# [SHORT EXERCISE 1]
In the records below, count the lines that contain the string "jacket", treating uppercase and lowercase as different. Give only the number.

The governments of Poland, Hungary, and the Czech Republic are facing important decisions in finalising the privatisation of key petrochemical companies. The process – which has been dragging on for many years and has led to numerous controversies, speculations, and doubts – is supposed to be concluded soon. Because of this field’s strategic importance to the security of these countries, one of the most serious issues here is the involvement of capital from Russia, which has showed considerable interest in acquiring pipeline operators and oil and gas processors.
Russian oil and gas supplies are essential for both all parties involved. The export of these commodities makes up almost half of Russia’s foreign-currency income; since 2000, the European Union and Russia have held their Energy Dialogue, and the EU’s dependence on Russian supplies has been increasing. Next year’s EU enlargement to encompass the Central European states will further increase this dependence. (Most of the gas currently imported by the EU comes from Russia; considering the growing consumption and the fact that about a third of the world’s deposits are located in Russia, Russian participation is likely to increase). The Visegrad group countries are the determining corridor for the transport of Russian raw materials to the West. Recently, they have also become the target for Russian companies interested in the privatisation of petrochemical and oil and gas transport companies. Although in a broader context gas and gas pipelines are of greater importance than oil (Russian gas made up 41% of the total imported amount in 2000, while oil was 16%, the second largest amount after Norway, and in particular Poland’s experience from negotiations on Russian gas supplies and the construction of the Yamal pipeline construction are more than cautionary), the purpose of this text is to deal with the less discussed, but equally important and more current issues of the petrochemical industry and oil pipelines.
The biggest prize is probably the privatisation of the Polish petrochemical industry, and this not only because of the size of the local market. As in other countries, the process has dragged on for many years and has been marked by non-transparency, the reluctance of almost all governments involved to give up control over these companies, appointing their own people to lucrative positions, and numerous steps that suspiciously seem to promote the interests of individual political or economic entities and not those of the state. In Poland, the governmental coalition of the Democratic Left Alliance and the Polish People’s Party began the privatisation process in 1995 by adopting the Programme for the Restructuring and Privatisation of the Polish Oil Industry and the subsequent establishment of the state-run Nafta Polska holding company, whose task was (and still is) to carry out the restructuring and privatisation of the Polish petrochemical industry.2 In March 1997, a tender was announced for the selection of a privatisation advisor for the largest Polish refineries – Petrochemia P?ock and the Gdansk Refinery.

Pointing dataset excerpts
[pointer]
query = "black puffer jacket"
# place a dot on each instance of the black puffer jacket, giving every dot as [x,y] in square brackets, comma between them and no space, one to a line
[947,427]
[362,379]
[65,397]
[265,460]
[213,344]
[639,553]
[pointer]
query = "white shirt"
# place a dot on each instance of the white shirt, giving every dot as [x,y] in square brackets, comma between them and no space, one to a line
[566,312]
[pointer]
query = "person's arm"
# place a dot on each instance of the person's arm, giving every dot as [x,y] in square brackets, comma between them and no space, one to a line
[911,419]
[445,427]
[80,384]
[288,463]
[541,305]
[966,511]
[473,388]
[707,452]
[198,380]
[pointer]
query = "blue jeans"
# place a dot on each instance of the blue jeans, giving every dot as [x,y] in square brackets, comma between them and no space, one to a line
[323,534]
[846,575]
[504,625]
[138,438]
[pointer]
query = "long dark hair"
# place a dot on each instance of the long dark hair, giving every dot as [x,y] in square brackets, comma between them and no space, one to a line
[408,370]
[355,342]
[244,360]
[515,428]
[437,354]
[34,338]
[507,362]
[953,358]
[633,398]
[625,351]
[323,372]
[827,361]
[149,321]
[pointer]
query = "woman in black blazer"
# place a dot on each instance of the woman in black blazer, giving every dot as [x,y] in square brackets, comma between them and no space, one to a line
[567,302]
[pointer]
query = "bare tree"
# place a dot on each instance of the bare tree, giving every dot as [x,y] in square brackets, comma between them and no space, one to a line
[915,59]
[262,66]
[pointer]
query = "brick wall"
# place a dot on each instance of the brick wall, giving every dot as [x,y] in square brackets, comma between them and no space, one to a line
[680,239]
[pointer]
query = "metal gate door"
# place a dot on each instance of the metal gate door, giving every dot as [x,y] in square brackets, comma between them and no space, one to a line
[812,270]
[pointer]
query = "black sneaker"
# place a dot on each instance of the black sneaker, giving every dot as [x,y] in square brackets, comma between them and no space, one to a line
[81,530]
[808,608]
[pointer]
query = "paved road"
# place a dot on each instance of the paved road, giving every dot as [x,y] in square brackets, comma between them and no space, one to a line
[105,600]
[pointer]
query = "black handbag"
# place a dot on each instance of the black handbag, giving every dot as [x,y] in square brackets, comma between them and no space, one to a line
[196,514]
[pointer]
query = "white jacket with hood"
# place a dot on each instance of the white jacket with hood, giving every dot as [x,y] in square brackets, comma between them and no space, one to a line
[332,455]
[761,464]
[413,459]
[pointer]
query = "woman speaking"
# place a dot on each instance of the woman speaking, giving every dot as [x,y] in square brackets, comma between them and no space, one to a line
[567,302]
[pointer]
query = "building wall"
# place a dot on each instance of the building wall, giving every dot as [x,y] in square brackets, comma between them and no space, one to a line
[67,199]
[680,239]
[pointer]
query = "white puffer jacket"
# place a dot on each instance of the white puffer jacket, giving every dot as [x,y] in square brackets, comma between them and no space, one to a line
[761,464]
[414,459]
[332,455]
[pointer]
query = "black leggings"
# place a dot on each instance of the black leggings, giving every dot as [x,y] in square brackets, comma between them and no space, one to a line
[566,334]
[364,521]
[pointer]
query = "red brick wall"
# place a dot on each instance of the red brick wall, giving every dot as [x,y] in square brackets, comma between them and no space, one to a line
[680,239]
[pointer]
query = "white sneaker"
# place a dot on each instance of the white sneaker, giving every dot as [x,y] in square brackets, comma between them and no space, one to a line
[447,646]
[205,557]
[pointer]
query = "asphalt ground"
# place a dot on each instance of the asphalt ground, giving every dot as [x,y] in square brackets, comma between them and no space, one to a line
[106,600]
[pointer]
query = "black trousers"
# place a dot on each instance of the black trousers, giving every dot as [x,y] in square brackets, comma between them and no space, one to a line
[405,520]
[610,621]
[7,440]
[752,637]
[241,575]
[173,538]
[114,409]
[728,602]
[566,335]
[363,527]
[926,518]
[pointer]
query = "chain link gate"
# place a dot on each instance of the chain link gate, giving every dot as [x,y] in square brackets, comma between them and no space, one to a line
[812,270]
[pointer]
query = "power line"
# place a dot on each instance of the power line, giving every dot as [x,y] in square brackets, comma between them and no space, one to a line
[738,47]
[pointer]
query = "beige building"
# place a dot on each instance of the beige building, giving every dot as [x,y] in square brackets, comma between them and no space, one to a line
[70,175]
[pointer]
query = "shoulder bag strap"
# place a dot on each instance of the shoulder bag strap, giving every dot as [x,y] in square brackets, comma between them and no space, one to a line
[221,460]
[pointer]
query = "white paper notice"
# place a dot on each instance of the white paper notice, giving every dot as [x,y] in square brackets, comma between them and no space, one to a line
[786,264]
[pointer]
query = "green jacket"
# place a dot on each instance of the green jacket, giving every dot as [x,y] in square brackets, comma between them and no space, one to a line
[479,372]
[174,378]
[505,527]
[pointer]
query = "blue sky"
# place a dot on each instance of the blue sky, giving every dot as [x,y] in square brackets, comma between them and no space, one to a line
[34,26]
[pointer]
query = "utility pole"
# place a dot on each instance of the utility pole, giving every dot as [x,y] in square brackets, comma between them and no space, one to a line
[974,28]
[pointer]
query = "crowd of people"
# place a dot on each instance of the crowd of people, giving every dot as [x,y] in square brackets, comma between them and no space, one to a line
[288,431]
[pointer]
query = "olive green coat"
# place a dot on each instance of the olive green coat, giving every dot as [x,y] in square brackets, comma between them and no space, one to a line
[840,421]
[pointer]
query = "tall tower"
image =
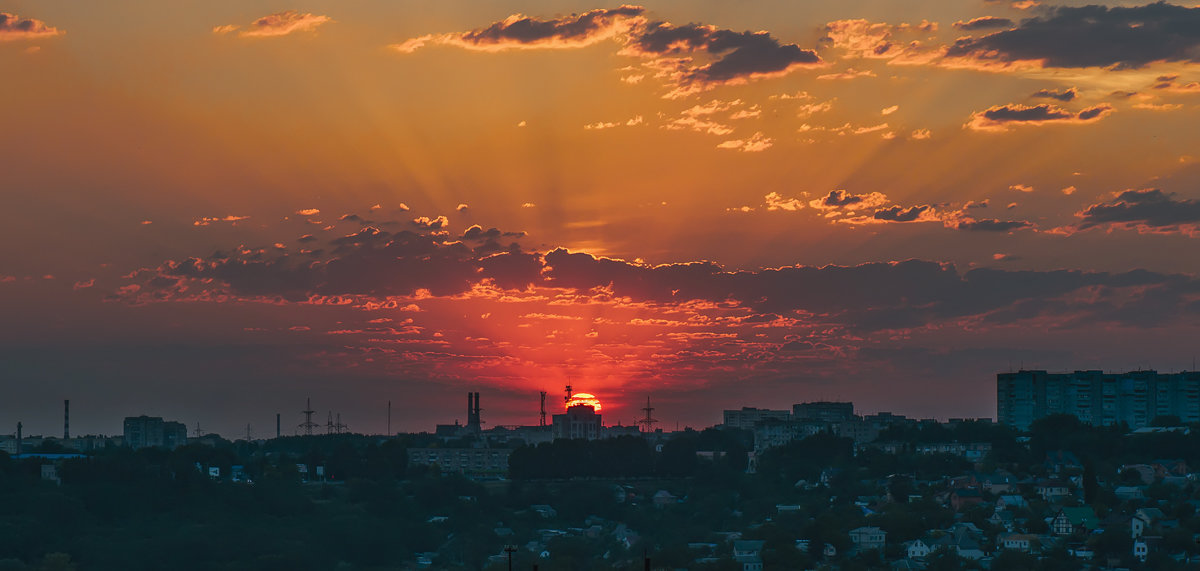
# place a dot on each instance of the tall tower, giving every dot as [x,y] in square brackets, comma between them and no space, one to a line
[647,422]
[309,425]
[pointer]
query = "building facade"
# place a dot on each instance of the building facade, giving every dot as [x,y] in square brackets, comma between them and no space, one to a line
[1097,397]
[580,421]
[749,416]
[153,432]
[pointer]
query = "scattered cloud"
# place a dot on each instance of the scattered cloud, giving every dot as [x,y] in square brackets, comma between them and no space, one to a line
[1147,210]
[755,143]
[777,202]
[1092,36]
[277,24]
[984,23]
[13,28]
[1059,95]
[850,73]
[229,218]
[1002,118]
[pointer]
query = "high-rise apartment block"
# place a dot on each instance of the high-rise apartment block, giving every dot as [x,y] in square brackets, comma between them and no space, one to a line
[151,431]
[1097,397]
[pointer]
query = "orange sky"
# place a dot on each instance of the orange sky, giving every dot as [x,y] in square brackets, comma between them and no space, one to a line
[1031,162]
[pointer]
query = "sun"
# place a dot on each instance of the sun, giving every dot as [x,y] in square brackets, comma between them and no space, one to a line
[583,398]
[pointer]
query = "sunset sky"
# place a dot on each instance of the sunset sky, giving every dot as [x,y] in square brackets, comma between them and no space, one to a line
[215,210]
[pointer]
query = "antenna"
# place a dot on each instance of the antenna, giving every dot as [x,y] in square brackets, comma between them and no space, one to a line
[647,424]
[541,419]
[309,425]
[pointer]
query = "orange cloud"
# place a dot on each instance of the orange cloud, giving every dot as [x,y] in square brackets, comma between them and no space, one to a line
[1003,118]
[277,24]
[15,28]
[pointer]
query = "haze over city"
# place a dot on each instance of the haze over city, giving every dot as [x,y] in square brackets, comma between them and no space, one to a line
[217,210]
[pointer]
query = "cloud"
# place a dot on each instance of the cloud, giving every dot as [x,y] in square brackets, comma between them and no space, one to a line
[868,40]
[1002,118]
[519,31]
[898,214]
[231,218]
[850,73]
[755,143]
[431,223]
[989,224]
[1149,210]
[841,199]
[1092,36]
[1060,95]
[13,28]
[777,202]
[984,23]
[730,58]
[277,24]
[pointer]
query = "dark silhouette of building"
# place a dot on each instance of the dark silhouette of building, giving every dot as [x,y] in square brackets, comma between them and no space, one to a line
[823,412]
[1097,397]
[153,432]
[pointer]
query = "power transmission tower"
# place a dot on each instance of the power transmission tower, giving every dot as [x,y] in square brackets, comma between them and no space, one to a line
[647,422]
[309,425]
[541,420]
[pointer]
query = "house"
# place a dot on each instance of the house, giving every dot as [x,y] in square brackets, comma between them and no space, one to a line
[663,498]
[964,539]
[1002,518]
[544,510]
[961,499]
[917,550]
[1143,520]
[868,538]
[1143,546]
[1012,502]
[1053,490]
[1071,520]
[1021,542]
[1129,493]
[748,547]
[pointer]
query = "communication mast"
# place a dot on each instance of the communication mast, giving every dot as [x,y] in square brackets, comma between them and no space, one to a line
[541,419]
[647,424]
[309,425]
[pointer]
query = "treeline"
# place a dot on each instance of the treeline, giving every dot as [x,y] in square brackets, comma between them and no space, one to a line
[633,456]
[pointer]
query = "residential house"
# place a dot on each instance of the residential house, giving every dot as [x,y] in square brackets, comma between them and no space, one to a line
[917,550]
[868,538]
[964,539]
[1072,520]
[1021,542]
[961,499]
[749,554]
[1053,490]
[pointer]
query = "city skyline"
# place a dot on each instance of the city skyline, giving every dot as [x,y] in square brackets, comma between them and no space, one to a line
[215,211]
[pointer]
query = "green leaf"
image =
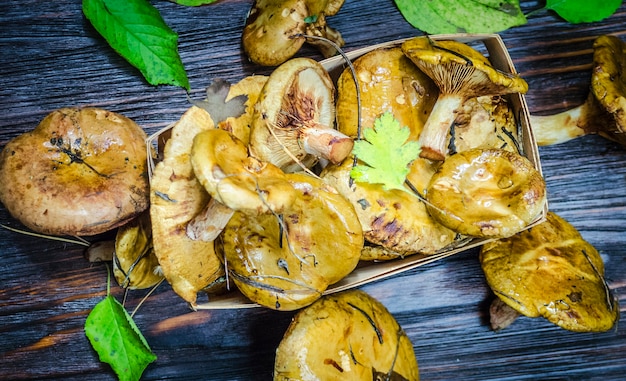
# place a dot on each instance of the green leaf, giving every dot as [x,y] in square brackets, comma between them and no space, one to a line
[193,3]
[136,31]
[462,16]
[118,341]
[582,11]
[386,152]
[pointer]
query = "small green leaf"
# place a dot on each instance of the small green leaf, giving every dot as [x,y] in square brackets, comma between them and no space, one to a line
[462,16]
[193,3]
[386,152]
[136,31]
[118,341]
[582,11]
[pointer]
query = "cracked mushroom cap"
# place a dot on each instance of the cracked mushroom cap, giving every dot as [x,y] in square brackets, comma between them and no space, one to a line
[176,197]
[608,81]
[235,179]
[486,193]
[294,118]
[388,81]
[82,171]
[460,72]
[551,271]
[345,336]
[287,261]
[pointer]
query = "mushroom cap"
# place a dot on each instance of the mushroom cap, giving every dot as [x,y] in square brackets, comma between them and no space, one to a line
[388,81]
[297,95]
[345,336]
[81,171]
[608,81]
[486,193]
[551,271]
[176,197]
[290,268]
[241,182]
[458,68]
[394,219]
[134,264]
[268,37]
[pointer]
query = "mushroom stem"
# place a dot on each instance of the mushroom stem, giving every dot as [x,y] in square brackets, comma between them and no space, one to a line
[326,143]
[434,136]
[561,127]
[210,222]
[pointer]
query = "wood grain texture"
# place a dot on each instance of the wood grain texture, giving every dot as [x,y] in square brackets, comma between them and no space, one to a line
[51,58]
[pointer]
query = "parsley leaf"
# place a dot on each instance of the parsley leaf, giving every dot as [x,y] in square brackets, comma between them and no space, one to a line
[462,16]
[582,11]
[136,31]
[386,152]
[118,341]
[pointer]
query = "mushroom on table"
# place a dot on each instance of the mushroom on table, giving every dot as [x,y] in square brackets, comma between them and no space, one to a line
[604,110]
[460,72]
[81,172]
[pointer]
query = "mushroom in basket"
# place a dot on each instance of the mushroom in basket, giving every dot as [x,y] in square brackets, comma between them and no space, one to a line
[292,124]
[81,172]
[460,72]
[604,111]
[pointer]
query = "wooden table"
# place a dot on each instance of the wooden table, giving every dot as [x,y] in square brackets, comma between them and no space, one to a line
[51,57]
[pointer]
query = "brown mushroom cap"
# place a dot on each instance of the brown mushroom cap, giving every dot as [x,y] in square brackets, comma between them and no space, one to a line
[388,81]
[294,118]
[82,171]
[551,271]
[345,336]
[235,179]
[604,110]
[287,265]
[460,72]
[486,193]
[176,197]
[274,29]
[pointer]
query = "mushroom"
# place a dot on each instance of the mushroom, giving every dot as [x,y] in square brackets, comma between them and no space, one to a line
[134,264]
[486,193]
[394,219]
[604,110]
[276,29]
[238,181]
[460,72]
[82,172]
[176,197]
[287,261]
[551,271]
[388,81]
[345,336]
[292,125]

# [SHORT EXERCISE 2]
From the text on petrochemical privatisation, copy the stretch from "The governments of" through "and gas processors.".

# [REPLY 1]
8

# [REPLY 2]
The governments of Poland, Hungary, and the Czech Republic are facing important decisions in finalising the privatisation of key petrochemical companies. The process – which has been dragging on for many years and has led to numerous controversies, speculations, and doubts – is supposed to be concluded soon. Because of this field’s strategic importance to the security of these countries, one of the most serious issues here is the involvement of capital from Russia, which has showed considerable interest in acquiring pipeline operators and oil and gas processors.